Work to be completed
Can you edit the items below so that "Guideline" becomes "Rule" each time it appears, with nothing else changed?

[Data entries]
>>>

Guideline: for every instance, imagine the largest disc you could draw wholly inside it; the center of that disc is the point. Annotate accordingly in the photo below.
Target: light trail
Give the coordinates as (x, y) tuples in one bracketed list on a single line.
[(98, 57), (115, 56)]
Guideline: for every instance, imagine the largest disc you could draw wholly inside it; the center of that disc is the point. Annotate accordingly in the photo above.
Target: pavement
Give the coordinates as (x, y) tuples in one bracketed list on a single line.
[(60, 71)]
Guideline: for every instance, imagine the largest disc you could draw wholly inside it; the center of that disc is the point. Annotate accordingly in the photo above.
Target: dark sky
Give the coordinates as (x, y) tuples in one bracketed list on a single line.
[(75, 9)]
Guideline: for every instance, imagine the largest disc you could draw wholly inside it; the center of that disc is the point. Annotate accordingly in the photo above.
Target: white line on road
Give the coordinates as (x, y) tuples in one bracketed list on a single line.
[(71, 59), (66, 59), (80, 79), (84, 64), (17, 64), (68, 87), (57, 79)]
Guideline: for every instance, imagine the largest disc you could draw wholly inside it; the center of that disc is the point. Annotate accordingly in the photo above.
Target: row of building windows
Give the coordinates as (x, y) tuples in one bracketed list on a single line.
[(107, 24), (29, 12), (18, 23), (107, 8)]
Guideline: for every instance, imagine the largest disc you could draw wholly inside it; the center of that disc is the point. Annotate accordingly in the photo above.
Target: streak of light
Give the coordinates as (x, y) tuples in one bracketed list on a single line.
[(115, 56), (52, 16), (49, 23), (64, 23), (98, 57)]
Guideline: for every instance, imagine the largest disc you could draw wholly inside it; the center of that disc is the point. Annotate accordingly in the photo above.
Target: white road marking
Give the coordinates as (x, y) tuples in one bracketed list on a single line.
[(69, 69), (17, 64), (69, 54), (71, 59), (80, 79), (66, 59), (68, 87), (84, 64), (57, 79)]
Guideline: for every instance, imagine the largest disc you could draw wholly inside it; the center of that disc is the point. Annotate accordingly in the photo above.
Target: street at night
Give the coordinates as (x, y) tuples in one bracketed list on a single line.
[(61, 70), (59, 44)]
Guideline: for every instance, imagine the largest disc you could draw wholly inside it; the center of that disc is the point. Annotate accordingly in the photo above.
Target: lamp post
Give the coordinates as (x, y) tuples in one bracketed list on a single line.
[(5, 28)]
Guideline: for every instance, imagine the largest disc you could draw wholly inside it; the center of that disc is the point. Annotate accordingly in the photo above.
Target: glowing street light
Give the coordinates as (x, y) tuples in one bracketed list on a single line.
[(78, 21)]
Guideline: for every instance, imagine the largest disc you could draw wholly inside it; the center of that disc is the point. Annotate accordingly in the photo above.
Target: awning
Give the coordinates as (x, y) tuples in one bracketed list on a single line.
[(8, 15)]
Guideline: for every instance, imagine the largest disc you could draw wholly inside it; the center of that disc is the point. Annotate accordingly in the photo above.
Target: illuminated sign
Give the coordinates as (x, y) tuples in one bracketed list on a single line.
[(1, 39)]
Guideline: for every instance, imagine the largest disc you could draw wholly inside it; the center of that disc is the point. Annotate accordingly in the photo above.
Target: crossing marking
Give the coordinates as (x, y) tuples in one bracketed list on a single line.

<<<

Full answer
Rule: for every instance, imagine the largest disc you could draw wholly inside it; the center of that disc is the point. Annotate accordingly in the photo below.
Target: light trail
Give the coordinates as (x, y) tuples in one bracketed list on a single line.
[(98, 57), (115, 56)]
Rule: for every instance, imagine the largest disc you could draw wholly inside it; the center of that disc is the point. Annotate accordingly in the photo above.
Target: pavement
Give the coordinates as (x, y) tuples in one bracketed list on a single line.
[(60, 71)]
Rule: for every instance, imagine the largest disc you could draw wholly inside it; the center of that disc is the point. Annotate accordingly in the photo above.
Target: dark sky
Give the coordinates as (x, y) tuples in one bracketed list on a single line.
[(75, 9)]
Rule: for every instance, imagine the largest disc you could draw wholly inside it; the center of that disc is the point. Annotate accordingly in the photo above.
Target: white line on road
Give the coordinates as (x, y) tuples in one bracketed list on a single line.
[(71, 59), (66, 59), (80, 79), (84, 64), (17, 64), (68, 87), (57, 79)]
Rule: for every instance, imagine the largest disc you could draw wholly inside it; the center of that disc is the point. Annotate accordingly in the photo above.
Target: row of building windows
Give the coordinates as (x, y) tuples in one bracketed list on a single line.
[(107, 24), (29, 12), (18, 23), (107, 8)]
Rule: for every instance, imagine the largest disc you could draw wholly inside it; the center of that disc is the point. Annotate accordingly in the photo above.
Target: streak of light
Give the coordinates as (x, y) tuples in one bracketed list on a single line.
[(115, 56), (52, 16), (49, 23), (64, 23), (98, 57)]
Rule: for every instance, imagine the largest disc you could draw wholly inside it; the center of that disc is the point. Annotate accordingly in the photo above.
Target: white road marking
Give the coordinates as (x, y) tuples in one bracketed list on a single line.
[(69, 69), (17, 64), (69, 54), (71, 59), (80, 79), (66, 59), (68, 87), (84, 64), (57, 79)]
Rule: for every instance, imagine the largest disc you could draw wholly inside it; the center of that disc is the point. Annotate accordingly in the photo above.
Target: street at night
Give the coordinates as (x, y) tuples in one bracketed list on a single line.
[(61, 70), (59, 44)]
Rule: for every instance, imagine the largest disc you could draw wholly inside it; the center of that disc is the point. Annotate accordingly in the photo above.
Target: lamp post
Give the coordinates as (x, y) tuples in one bracketed list on a single line.
[(5, 28)]
Rule: for every instance, imagine the largest disc you could draw wholly inside it; the center of that disc is the point. Annotate accordingly in the photo above.
Target: glowing street light
Give the coordinates as (x, y) tuples in one bracketed list on a single line.
[(78, 21)]
Rule: for every instance, imagine the largest disc you could draw wholly inside it; the center of that disc is the point. Annotate accordingly in the photo above.
Target: awning
Give the coordinates as (x, y) tuples in one bracketed list on a single line.
[(8, 15)]
Rule: for every instance, imagine the largest disc you could draw wholly inside it; the center of that disc is the point. Annotate accordingly in the photo above.
Target: illuminated sign
Give the coordinates as (x, y) tuples in one bracketed list on a single line.
[(1, 39)]
Rule: for every instance, imagine the largest disc you could draw wholly inside it; the center of that disc is the point. Annotate accordingly in the photo above.
Target: crossing marking
Give the coordinates as (x, y) tuples in one bracketed list on a single line.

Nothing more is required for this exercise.